Set every entry down again precisely.

- SOURCE DATA:

-- -- --

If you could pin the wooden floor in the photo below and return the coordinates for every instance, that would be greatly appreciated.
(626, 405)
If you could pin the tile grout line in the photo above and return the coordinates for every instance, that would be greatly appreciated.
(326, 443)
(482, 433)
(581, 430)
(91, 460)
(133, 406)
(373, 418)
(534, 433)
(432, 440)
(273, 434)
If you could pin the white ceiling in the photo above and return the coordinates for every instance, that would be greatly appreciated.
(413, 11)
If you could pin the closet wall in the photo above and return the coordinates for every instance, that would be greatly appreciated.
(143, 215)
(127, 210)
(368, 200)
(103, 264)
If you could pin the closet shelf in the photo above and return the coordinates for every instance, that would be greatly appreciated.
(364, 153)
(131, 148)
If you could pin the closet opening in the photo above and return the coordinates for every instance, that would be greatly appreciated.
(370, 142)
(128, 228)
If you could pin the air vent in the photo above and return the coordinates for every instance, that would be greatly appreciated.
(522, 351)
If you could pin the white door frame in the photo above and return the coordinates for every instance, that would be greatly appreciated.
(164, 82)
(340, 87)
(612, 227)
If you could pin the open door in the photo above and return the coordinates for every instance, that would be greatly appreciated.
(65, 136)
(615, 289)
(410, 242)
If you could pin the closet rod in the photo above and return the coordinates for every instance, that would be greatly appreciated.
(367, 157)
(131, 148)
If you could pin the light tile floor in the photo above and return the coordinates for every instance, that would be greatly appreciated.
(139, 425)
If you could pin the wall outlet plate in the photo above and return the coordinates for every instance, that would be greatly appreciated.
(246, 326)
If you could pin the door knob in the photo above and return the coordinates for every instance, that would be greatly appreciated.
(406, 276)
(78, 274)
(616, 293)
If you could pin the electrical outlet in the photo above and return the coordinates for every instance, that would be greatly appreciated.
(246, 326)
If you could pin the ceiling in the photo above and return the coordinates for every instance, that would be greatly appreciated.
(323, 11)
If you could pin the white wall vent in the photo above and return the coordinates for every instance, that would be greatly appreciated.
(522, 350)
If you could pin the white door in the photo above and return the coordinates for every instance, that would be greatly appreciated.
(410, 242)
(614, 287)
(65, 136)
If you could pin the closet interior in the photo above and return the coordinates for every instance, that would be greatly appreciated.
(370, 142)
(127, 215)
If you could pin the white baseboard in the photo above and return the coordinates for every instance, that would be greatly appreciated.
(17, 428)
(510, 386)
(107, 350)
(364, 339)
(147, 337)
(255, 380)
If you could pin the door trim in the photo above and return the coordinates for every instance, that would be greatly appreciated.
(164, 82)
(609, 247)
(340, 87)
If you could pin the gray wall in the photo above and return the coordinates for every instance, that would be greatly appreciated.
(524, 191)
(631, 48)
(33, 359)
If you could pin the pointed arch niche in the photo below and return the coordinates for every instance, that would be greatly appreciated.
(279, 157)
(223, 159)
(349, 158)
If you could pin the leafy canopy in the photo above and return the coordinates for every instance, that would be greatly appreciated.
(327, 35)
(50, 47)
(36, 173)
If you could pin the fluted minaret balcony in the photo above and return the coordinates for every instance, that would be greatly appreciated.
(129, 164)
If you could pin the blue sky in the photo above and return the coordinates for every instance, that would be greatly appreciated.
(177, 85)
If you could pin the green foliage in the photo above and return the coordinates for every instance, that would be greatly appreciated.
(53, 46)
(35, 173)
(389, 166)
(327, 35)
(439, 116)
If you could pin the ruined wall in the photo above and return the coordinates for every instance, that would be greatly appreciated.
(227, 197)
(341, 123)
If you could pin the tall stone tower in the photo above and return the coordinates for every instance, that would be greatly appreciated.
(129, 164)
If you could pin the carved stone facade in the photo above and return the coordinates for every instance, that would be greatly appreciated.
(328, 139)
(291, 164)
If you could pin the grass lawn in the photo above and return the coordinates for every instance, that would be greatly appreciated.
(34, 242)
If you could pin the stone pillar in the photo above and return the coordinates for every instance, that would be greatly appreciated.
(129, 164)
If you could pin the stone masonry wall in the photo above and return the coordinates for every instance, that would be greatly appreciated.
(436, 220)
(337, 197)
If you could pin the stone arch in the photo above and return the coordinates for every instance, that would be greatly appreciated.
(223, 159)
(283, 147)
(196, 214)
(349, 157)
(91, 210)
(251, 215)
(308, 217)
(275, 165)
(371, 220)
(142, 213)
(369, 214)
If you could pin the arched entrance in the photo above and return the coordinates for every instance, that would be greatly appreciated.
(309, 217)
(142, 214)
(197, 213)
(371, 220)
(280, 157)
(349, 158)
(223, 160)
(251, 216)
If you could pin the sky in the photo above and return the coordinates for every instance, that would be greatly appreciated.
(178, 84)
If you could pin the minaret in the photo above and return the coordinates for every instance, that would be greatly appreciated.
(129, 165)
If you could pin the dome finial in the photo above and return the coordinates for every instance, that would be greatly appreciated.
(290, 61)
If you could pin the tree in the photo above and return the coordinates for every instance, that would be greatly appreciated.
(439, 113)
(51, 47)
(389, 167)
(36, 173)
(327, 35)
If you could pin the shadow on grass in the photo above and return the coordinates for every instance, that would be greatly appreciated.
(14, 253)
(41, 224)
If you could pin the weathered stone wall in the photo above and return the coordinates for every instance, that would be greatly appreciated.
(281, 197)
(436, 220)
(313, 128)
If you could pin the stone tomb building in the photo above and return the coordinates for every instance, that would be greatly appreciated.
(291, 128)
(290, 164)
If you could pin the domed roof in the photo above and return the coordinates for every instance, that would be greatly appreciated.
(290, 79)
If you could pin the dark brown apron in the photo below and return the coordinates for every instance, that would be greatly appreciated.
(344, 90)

-- -- --

- RESULT BELOW:
If you could pin the wooden floor in the photo below and return the coordinates for every instance, that would be greatly appreciated.
(626, 405)
If you could pin the tile grout line in the photo above and return the coordinates for every instance, that would be greatly appreciated.
(326, 443)
(482, 433)
(581, 430)
(91, 460)
(133, 406)
(373, 418)
(534, 433)
(432, 440)
(273, 434)
If you could pin the white ceiling in the photo above and return the coordinates for every instance, that would be greatly appreciated.
(413, 11)
If you could pin the closet wall in the photo above and return the coordinates for every instance, that would be greatly appreciated.
(143, 215)
(127, 210)
(368, 200)
(103, 264)
If you could pin the closet shelf in the photo above and return the coordinates for every instance, that would be greatly appreciated.
(364, 153)
(131, 148)
If you could pin the closet opening in the photo above and return the coordinates for every instance, that would be greatly appreciated.
(370, 142)
(128, 228)
If you could pin the air vent in the photo above and return the coordinates for every instance, that would be greatly appreciated.
(522, 351)
If you could pin the white door frame in the photo above and return the coordinates for every instance, that would be greatly appreciated.
(164, 82)
(340, 87)
(612, 227)
If you could pin the open door in the photo above and return the coordinates for every instance, that would be greatly appreciated.
(65, 136)
(615, 289)
(410, 242)
If you could pin the closet rod in the photo above and return the coordinates for every instance, that would be greatly appreciated.
(367, 157)
(131, 148)
If you could pin the light tile floor in the photo above and return the coordinates for every instance, that would be greatly appreciated.
(139, 425)
If you could pin the wall outlet plate in the photo above and return the coordinates for every instance, that would be greatly appreciated.
(246, 326)
If you could pin the door knob in the photo above and return the coordinates for every instance, that would be greatly appreciated.
(406, 276)
(78, 274)
(616, 293)
If you could pin the electrical outlet in the photo above and return the coordinates for every instance, that would be greatly appreciated.
(246, 326)
If you could pin the ceiling in the photo above and return the coordinates for every instance, that would be greatly appreciated.
(323, 11)
If you could pin the white wall vent in the photo above and return the coordinates for every instance, that would be greatly appreciated.
(522, 350)
If you could pin the white door in the photo above and return the coordinates for every instance, that would be greatly appreciated.
(410, 242)
(614, 287)
(65, 136)
If you could pin the closet interior in the photo above and return the coordinates for every instance, that would be greatly appreciated.
(370, 142)
(127, 215)
If you could pin the white baseboard in the photo above and return the coordinates for every instance, that would be greatly appreciated.
(17, 428)
(510, 386)
(107, 350)
(364, 339)
(147, 337)
(255, 380)
If you could pin the door trim in the photo above and return the coordinates for every instance, that would be greatly appreciated.
(164, 82)
(609, 247)
(340, 87)
If you could pin the gray wall in the photo above and return the coordinates for every instance, that would be greatly appreciated.
(524, 191)
(631, 48)
(33, 359)
If you could pin the pointed arch niche in the photo below and return the coordinates for every instance, that would be greatly appreciated.
(279, 157)
(223, 159)
(349, 158)
If you could pin the leafy canopy in the photo above and return the coordinates for every instance, that would be greatly appreciated.
(327, 35)
(50, 47)
(36, 173)
If you could pin the fluted minaret balcony in the photo above and return the coordinates for every instance, that would be greatly appreciated.
(129, 164)
If you could pin the blue sky in the photo above and return the coordinates for every instance, that would be greatly appreciated.
(177, 85)
If you could pin the green foliage in the photo above and return the coordinates for every instance, that would be greatly appreciated.
(53, 46)
(35, 173)
(389, 166)
(327, 35)
(439, 116)
If you could pin the ruined wall in the photo above and return the coordinates for every instance, that would be greatly appreciated.
(227, 197)
(341, 123)
If you could pin the tall stone tower in the photo above and return the coordinates for every instance, that would be greatly appreciated.
(129, 164)
If you could pin the carved stone facade in the photo above and return the coordinates for every instance, that would be greatly appreciated.
(328, 139)
(291, 164)
If you could pin the grass lawn in the photo above and return the coordinates for every instance, that would be greatly appreciated.
(34, 242)
If you could pin the stone pillar in the photo above and return the coordinates for every instance, that would be greatly appreciated.
(129, 164)
If you could pin the stone masonry wall in the photo above and return the coordinates for every instance, that would be greatly appreciated.
(436, 220)
(337, 197)
If you could pin the stone arch in the photo above and return the coordinates for every instance, that would be greatly appreciated.
(223, 159)
(283, 147)
(196, 214)
(349, 157)
(91, 210)
(251, 215)
(308, 217)
(275, 165)
(371, 220)
(142, 213)
(369, 214)
If you could pin the arched entrance in the photo above and return the coordinates for every instance, that would be greatly appreciated.
(309, 217)
(142, 214)
(197, 213)
(371, 220)
(280, 157)
(349, 158)
(223, 160)
(251, 216)
If you could pin the sky in the photo above and return the coordinates for every instance, that would be greatly appreciated.
(178, 84)
If you could pin the minaret in the photo above and return the coordinates for every instance, that would be greatly appreciated.
(129, 165)
If you could pin the dome finial in the photo above and return the coordinates for every instance, that would be greatly appreciated.
(290, 61)
If you could pin the tree in the photo above and return the coordinates for every instance, that would be greatly appreciated.
(439, 113)
(51, 47)
(389, 167)
(36, 173)
(327, 35)
If you could pin the shadow on grass in the photo above and return the coordinates for every instance, that would be greatly appreciated.
(14, 253)
(41, 224)
If you could pin the weathered stone wall in the photo above and return the coordinates for every instance, that would be greatly appreciated.
(281, 197)
(436, 220)
(313, 128)
If you could pin the stone tomb building in the photo above and return the coordinates for every instance, that would be greatly appreciated.
(291, 128)
(290, 164)
If you could pin the domed roof in the photo above and return the coordinates for every instance, that would be greatly appreciated.
(290, 79)
If you could pin the dark brown apron in the photo below and return the coordinates for every instance, that would be greatly appreciated.
(344, 90)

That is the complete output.